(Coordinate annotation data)
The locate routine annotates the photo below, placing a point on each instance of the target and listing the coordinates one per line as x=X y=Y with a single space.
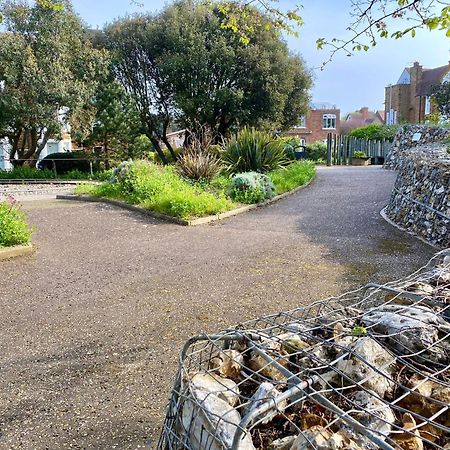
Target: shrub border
x=14 y=251
x=189 y=223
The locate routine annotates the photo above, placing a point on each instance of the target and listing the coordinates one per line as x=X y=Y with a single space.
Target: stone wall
x=412 y=139
x=420 y=201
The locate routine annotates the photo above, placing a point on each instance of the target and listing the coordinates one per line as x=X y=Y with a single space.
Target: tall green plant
x=254 y=151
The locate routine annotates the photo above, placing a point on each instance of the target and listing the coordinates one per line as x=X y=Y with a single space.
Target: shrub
x=295 y=175
x=198 y=165
x=317 y=151
x=375 y=132
x=13 y=228
x=65 y=162
x=253 y=151
x=160 y=189
x=251 y=187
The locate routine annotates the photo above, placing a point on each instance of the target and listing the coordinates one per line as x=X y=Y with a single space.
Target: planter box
x=360 y=161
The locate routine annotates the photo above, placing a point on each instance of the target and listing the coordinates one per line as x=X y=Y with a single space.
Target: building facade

▸ Task statement: Revise the data above by replacing "locate routine" with "marking tool" throughout and leaving everything else as it is. Leave the pictures out of your answer.

▸ Final answer:
The marking tool annotates the photo below, placing a point on each instance of the target and listing the coordinates one per line as x=X y=Y with a single space.
Target: shrub border
x=14 y=251
x=189 y=223
The marking tool annotates the photo above, placing a point on each instance of the target and listing the coordinates one per line as x=X y=Y with a single space.
Target: stone wall
x=412 y=139
x=420 y=201
The marking tool annotates the photo above, placing a point on each instance of the target and listing the coordinates one per line as x=X y=Y with a single space.
Target: tall green plant
x=254 y=151
The marking tool annotates the photo above, placing a point on each instance of the target and listing the coordinates one per line as x=X y=Y with a single space.
Target: shrub
x=295 y=175
x=198 y=165
x=317 y=151
x=375 y=132
x=13 y=228
x=65 y=162
x=253 y=151
x=160 y=189
x=251 y=187
The marking tool annotates the photo above, placing a point on each instance of the target and listing the coordinates one per line as x=X y=Y with a single space.
Target: planter box
x=360 y=161
The marking tool annotates the photo above, placing a point on each instance of the target and listing the coordinates one per line as x=X y=Y with a single space.
Target: building facade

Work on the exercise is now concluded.